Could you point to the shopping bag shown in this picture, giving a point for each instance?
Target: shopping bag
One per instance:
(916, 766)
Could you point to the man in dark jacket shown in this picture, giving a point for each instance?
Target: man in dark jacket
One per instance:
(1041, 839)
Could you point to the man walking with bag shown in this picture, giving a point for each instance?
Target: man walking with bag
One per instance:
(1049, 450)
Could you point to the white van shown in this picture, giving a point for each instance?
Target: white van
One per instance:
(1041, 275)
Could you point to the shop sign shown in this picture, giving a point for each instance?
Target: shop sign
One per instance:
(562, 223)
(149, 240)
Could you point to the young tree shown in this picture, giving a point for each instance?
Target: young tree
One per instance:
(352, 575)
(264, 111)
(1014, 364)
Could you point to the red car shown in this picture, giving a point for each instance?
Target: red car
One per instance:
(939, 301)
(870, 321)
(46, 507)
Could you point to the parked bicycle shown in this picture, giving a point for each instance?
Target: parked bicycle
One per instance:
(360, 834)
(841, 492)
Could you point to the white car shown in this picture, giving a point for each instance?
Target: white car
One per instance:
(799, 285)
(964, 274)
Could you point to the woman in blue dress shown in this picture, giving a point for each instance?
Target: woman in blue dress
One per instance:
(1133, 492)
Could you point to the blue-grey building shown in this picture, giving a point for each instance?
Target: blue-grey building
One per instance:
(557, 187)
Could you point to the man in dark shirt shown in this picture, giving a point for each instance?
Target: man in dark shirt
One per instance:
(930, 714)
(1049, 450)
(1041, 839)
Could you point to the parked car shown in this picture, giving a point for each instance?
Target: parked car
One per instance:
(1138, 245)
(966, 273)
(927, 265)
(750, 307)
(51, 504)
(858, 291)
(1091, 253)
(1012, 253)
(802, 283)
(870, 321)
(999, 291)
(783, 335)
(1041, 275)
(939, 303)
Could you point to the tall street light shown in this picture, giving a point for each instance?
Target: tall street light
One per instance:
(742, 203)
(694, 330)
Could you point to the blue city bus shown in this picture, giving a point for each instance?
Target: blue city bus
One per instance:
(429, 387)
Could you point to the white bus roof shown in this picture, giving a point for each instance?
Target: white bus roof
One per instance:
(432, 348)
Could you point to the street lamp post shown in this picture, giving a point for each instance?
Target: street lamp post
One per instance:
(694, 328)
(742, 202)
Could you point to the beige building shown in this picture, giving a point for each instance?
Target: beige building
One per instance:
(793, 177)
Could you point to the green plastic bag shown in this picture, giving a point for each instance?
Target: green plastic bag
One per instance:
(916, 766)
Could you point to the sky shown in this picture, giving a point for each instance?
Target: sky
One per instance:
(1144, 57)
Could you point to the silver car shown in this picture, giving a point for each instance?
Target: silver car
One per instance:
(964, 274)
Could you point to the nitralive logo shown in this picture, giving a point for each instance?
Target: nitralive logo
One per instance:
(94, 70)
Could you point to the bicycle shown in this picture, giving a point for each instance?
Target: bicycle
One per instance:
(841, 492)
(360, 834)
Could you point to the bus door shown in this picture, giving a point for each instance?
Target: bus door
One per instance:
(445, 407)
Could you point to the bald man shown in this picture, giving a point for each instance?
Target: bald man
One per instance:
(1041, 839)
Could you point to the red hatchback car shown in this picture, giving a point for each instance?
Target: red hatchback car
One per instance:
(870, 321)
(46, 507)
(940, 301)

···

### WHAT YOU HAVE TO DO
For the string "with", search the preceding data and copy every line that includes it.

### REPLY TO THE EXERCISE
Could you point to the man walking with bag shown in this picture, giving a point for each instance?
Target: man walking with bag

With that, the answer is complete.